> [PROBLEM TO WORK ON] The result should be every line of the listing that contains "below".

↓↓↓

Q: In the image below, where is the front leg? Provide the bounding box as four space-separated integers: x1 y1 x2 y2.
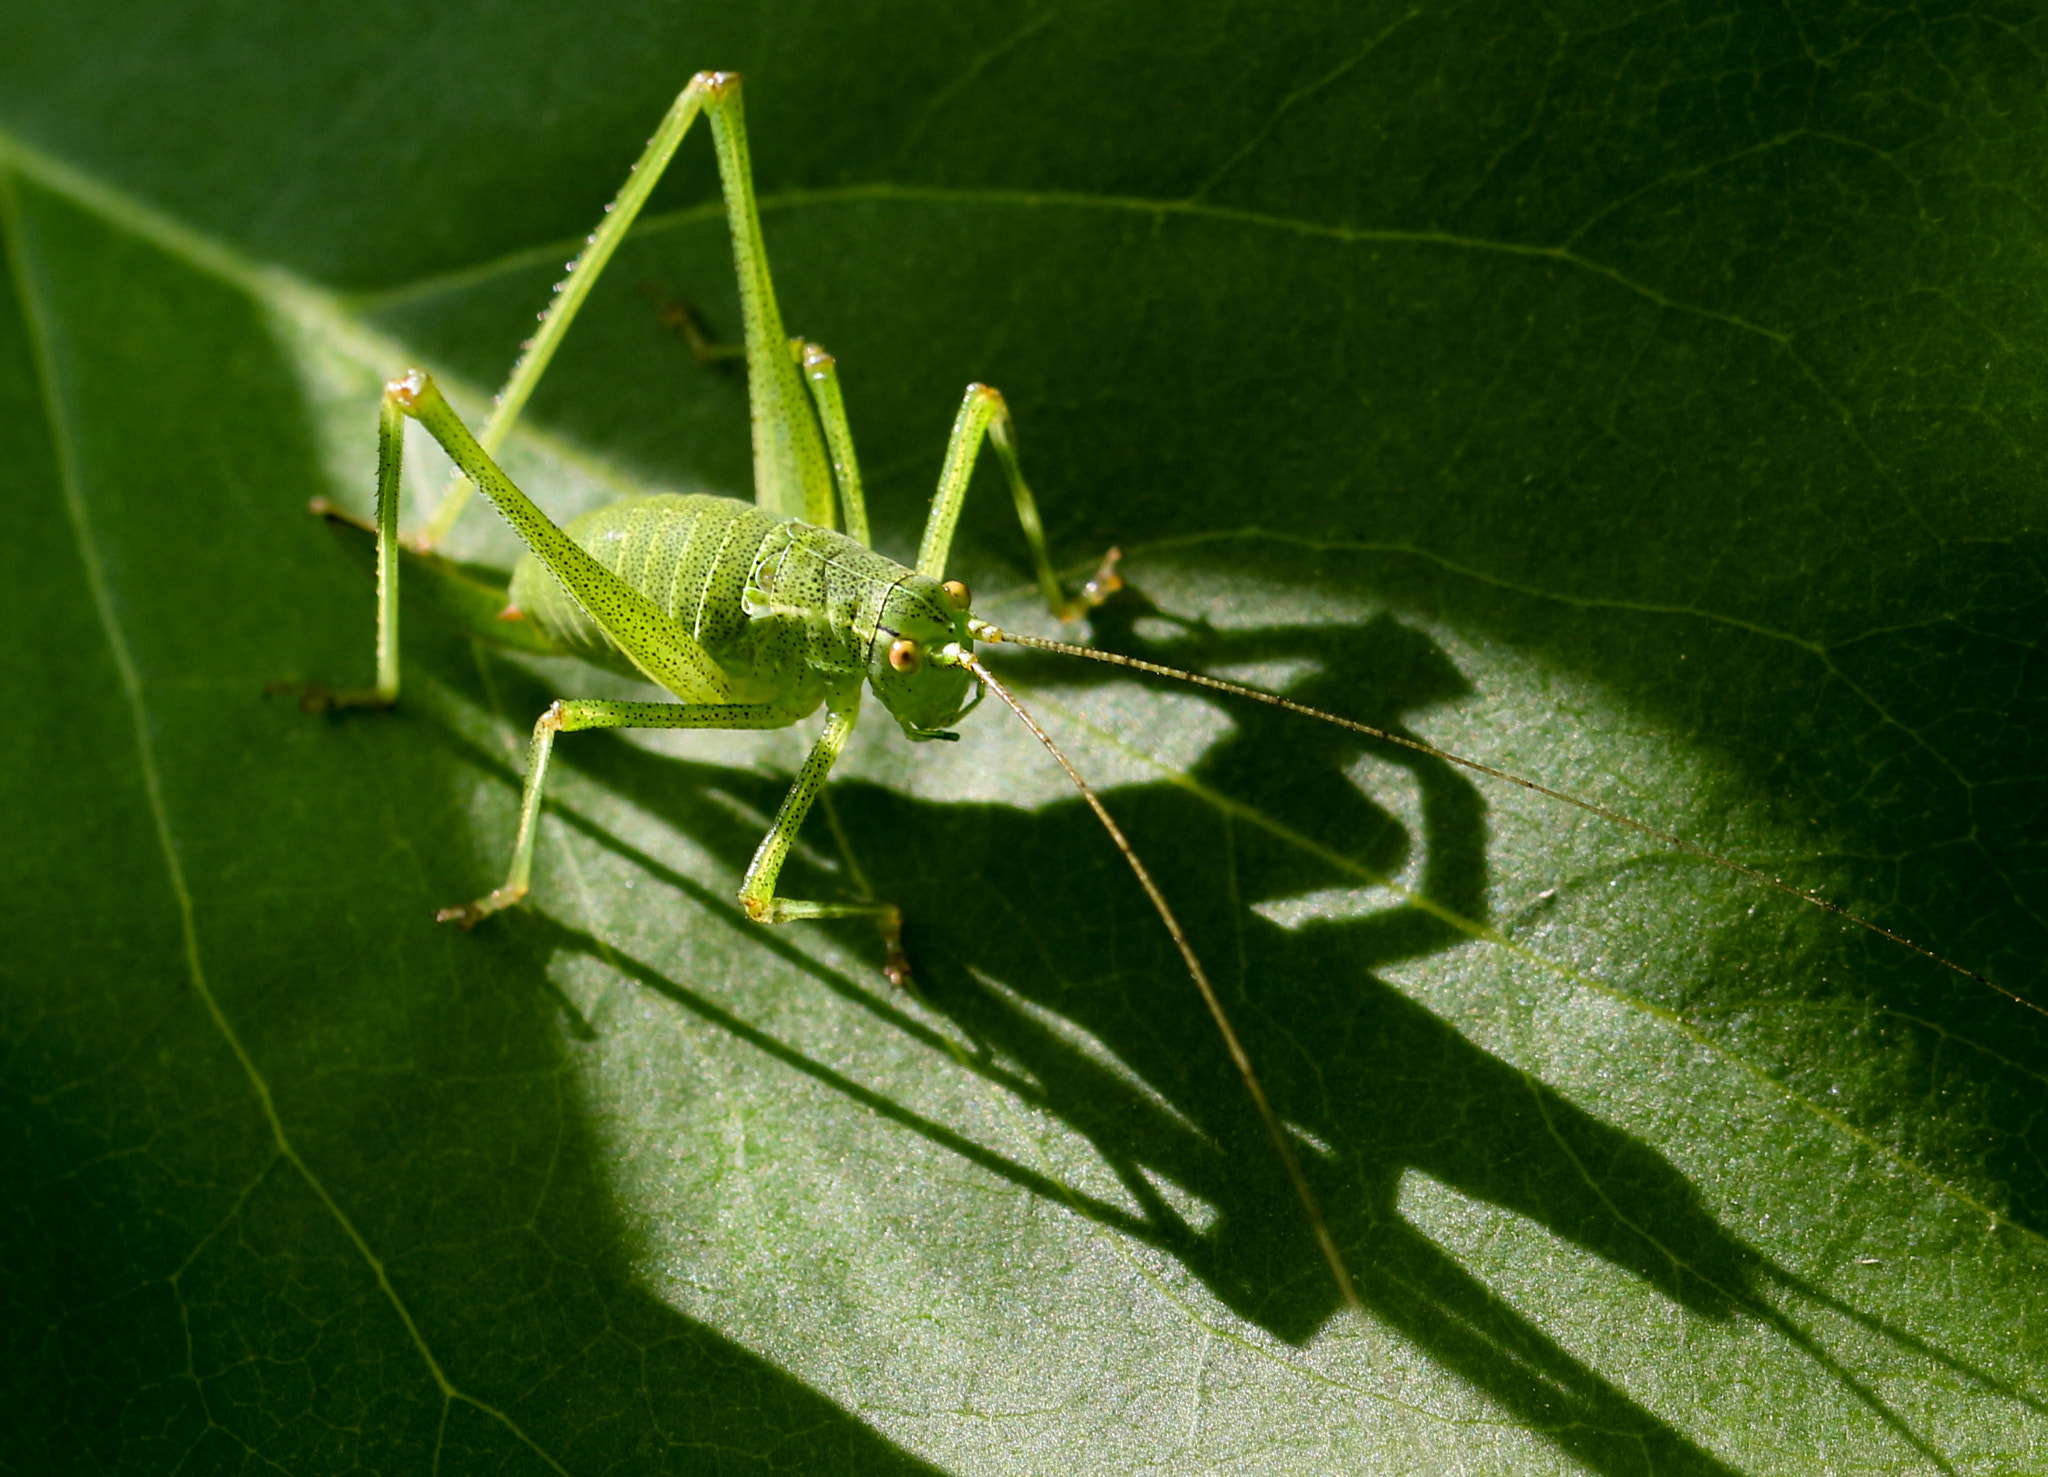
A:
439 695 805 927
443 690 904 976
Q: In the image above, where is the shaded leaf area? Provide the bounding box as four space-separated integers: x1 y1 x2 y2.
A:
1 186 939 1472
2 1 2047 1473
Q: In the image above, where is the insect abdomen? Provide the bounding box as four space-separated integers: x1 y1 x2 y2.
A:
509 493 908 705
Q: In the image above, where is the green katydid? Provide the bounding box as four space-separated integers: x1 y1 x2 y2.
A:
278 70 2039 1322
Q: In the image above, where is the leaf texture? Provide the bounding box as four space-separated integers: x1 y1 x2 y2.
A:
3 4 2045 1472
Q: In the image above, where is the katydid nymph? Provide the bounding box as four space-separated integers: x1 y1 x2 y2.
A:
278 70 2038 1322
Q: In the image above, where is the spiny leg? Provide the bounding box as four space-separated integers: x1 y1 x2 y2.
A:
913 384 1116 620
284 75 731 707
440 696 811 927
417 70 837 547
293 75 848 709
417 75 717 548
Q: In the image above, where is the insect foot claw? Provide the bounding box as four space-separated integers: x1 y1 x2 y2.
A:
436 885 524 930
265 679 328 713
265 680 393 715
264 680 348 712
1079 546 1124 609
879 906 912 988
1045 548 1126 622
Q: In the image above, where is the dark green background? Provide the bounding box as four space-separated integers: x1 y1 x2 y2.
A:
4 2 2044 1472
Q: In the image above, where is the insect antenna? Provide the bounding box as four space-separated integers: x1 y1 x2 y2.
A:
941 644 1367 1317
969 618 2045 1022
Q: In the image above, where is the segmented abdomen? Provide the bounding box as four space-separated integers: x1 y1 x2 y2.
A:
508 493 909 706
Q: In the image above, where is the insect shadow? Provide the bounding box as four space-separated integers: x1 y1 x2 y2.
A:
453 599 2006 1475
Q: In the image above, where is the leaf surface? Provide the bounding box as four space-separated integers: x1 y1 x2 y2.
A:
4 4 2045 1472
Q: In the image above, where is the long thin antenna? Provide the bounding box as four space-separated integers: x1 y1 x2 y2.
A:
970 619 2045 1022
946 646 1367 1316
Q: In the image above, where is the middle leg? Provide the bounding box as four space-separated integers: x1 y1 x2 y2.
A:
439 694 808 926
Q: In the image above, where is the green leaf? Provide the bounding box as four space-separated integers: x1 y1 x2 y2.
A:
5 3 2044 1472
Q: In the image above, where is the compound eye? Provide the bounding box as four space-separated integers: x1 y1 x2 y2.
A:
941 579 972 610
888 638 923 673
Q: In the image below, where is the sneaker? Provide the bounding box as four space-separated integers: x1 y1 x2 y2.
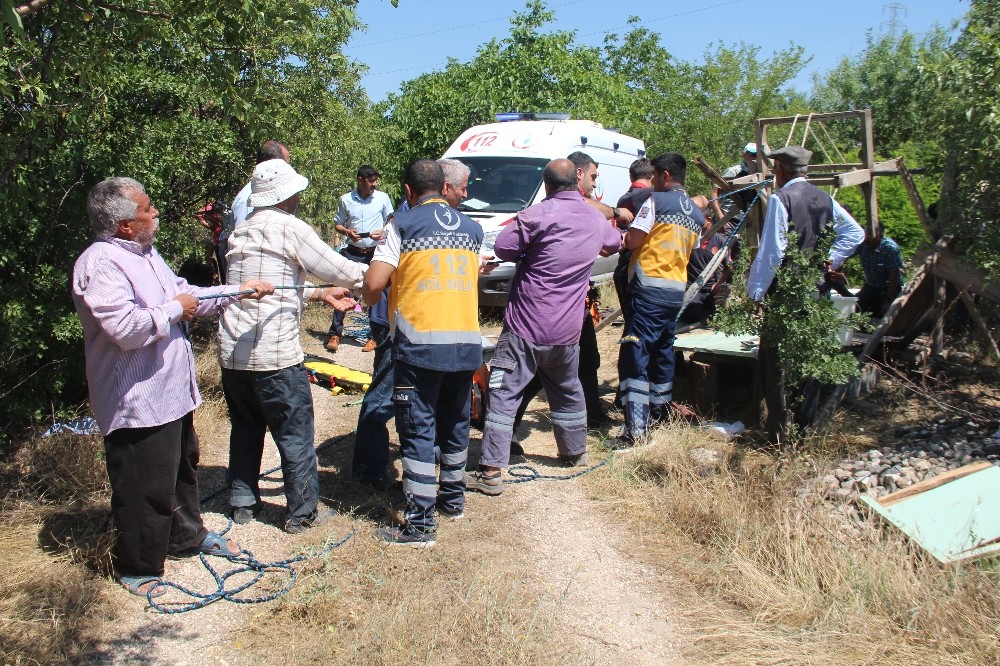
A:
437 505 465 521
376 524 436 548
602 436 635 451
232 506 256 525
466 469 503 496
325 335 340 352
558 452 589 467
361 338 377 352
284 507 337 535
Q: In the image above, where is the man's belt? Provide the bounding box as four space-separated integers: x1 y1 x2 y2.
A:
344 245 375 256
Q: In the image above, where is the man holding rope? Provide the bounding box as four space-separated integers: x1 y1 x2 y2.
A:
72 177 273 597
609 152 703 449
220 159 363 534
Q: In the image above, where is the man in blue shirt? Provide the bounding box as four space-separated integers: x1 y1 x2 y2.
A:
326 165 394 353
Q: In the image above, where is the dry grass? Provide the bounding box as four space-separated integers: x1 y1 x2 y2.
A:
586 422 1000 665
248 539 567 665
0 432 116 665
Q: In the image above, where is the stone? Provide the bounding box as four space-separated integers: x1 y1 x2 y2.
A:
834 468 853 481
867 449 883 460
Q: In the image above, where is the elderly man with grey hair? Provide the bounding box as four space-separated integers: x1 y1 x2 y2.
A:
221 159 365 534
72 177 273 598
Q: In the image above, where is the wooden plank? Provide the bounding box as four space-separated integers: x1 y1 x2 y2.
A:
958 290 1000 361
925 249 1000 305
878 461 993 508
728 173 766 187
694 157 728 189
859 260 931 364
593 307 621 333
835 168 872 188
931 276 947 357
859 108 879 238
896 157 935 241
758 110 868 125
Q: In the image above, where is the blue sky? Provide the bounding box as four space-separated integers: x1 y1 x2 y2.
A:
344 0 968 102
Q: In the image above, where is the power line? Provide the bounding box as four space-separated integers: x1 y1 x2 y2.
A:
345 0 589 50
359 0 749 78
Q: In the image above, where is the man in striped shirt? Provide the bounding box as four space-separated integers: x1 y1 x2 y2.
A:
72 177 273 597
220 159 365 534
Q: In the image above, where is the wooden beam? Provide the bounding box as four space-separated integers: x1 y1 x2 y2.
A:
835 169 872 188
958 290 1000 361
859 108 879 238
878 461 993 508
728 173 766 187
896 157 936 241
921 249 1000 305
758 110 868 125
694 157 728 190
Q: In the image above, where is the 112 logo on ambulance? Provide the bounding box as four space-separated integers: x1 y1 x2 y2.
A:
459 132 499 152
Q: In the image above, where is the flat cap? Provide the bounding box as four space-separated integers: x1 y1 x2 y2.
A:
767 145 812 167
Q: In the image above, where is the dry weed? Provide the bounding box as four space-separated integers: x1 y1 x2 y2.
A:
587 422 1000 665
17 433 108 504
0 508 116 664
247 523 573 665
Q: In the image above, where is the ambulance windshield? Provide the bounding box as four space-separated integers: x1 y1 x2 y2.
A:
455 157 548 213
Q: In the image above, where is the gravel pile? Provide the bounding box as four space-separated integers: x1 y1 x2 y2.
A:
816 415 1000 503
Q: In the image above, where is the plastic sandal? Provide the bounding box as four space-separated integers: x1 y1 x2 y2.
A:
119 575 167 598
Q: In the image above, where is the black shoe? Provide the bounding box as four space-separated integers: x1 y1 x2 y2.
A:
356 474 399 492
376 524 436 548
285 507 337 534
509 440 526 465
232 506 256 525
558 452 590 467
587 409 614 428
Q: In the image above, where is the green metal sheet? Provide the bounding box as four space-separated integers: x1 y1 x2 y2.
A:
673 330 758 359
860 465 1000 563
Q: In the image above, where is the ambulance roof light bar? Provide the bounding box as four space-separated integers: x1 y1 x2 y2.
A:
495 112 572 122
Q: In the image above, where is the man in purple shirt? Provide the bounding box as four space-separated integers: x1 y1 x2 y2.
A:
466 159 622 496
72 177 272 597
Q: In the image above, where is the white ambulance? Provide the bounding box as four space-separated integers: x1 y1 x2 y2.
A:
440 113 646 307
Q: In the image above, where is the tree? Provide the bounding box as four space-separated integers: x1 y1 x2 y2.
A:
0 1 370 439
927 0 1000 275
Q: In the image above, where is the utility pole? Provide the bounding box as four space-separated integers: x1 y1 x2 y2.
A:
881 2 907 36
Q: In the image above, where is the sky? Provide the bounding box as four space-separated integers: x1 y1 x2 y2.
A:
344 0 969 102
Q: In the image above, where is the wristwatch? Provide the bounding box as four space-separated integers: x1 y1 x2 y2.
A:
612 207 621 220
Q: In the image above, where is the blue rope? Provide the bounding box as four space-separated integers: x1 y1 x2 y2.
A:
147 527 356 613
504 458 608 484
145 432 356 613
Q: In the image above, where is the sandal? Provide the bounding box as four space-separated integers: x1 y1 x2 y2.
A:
195 531 241 557
119 575 167 598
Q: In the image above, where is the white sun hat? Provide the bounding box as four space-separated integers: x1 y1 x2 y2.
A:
248 159 308 207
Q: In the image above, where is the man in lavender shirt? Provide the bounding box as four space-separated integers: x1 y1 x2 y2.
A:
466 159 622 496
72 177 272 597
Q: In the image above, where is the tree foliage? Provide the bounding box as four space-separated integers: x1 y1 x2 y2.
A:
383 1 809 196
0 0 370 438
926 0 1000 274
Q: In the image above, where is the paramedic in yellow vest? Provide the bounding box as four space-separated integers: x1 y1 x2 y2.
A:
610 152 703 447
362 159 484 547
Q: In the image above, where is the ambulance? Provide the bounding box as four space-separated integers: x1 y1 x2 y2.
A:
440 113 646 307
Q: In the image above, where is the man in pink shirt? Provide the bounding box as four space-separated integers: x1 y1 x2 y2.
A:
72 177 272 597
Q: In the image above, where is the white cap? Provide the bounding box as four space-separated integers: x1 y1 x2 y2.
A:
248 159 308 207
744 142 758 155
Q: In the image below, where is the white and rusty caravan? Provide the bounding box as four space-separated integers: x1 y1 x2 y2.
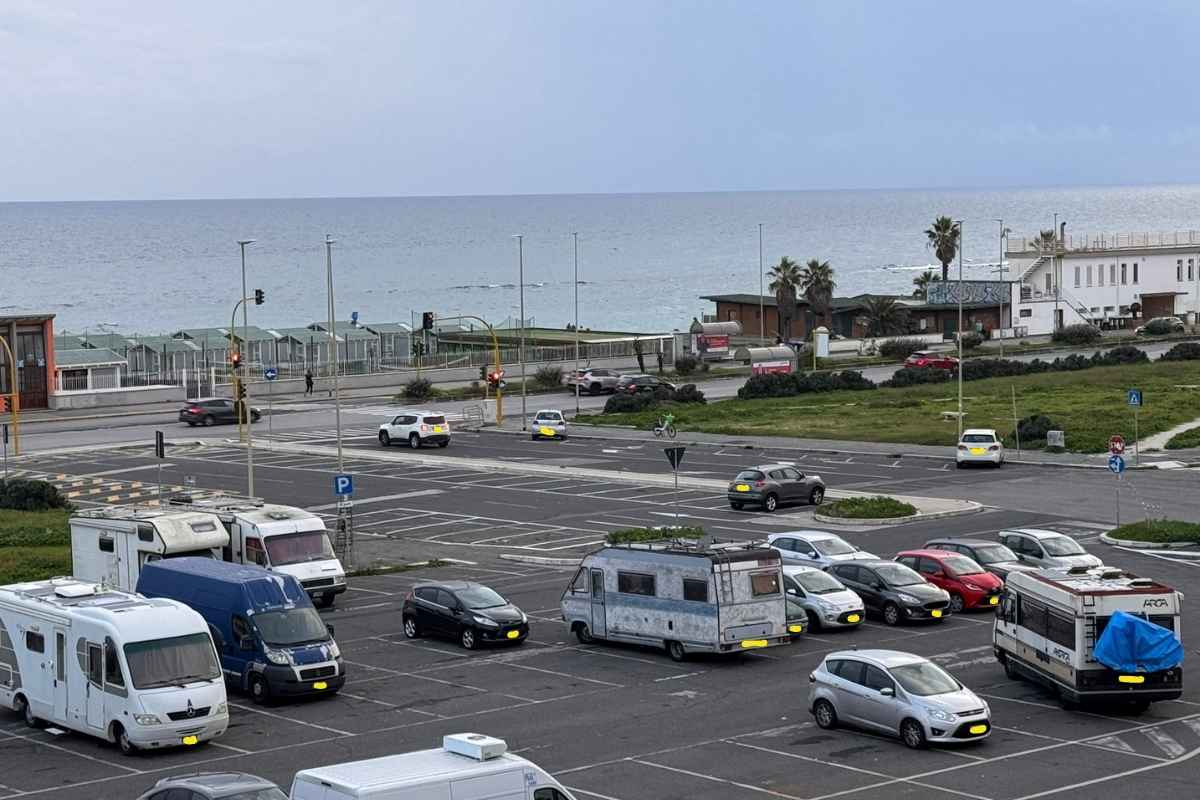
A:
71 506 227 591
561 541 789 661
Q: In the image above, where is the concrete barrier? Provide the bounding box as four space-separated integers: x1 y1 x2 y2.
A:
51 385 184 410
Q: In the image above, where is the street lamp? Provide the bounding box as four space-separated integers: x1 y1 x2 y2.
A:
325 235 343 471
237 239 255 498
573 232 580 415
994 220 1010 357
758 223 765 341
956 219 965 441
514 234 527 430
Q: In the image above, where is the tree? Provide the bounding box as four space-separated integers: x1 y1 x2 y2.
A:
862 296 910 337
925 216 961 281
912 269 940 300
1030 229 1057 253
799 258 836 328
767 257 803 341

↑↑↑

> [SOLUTION TO THIS PROBLEM]
Q: In the image below, where is the front leg? Provide the bounding box as four space-separated integers: x1 y1 x2 y2.
Q: In the image below, where is the sneaker? Provide the bounding box as four space-separated integers: x1 y1 x2 y2.
Q: In the image below, where is the white and rusty caravan? Provide the bounding box as four space-separated integers: x1 y1 x2 y2.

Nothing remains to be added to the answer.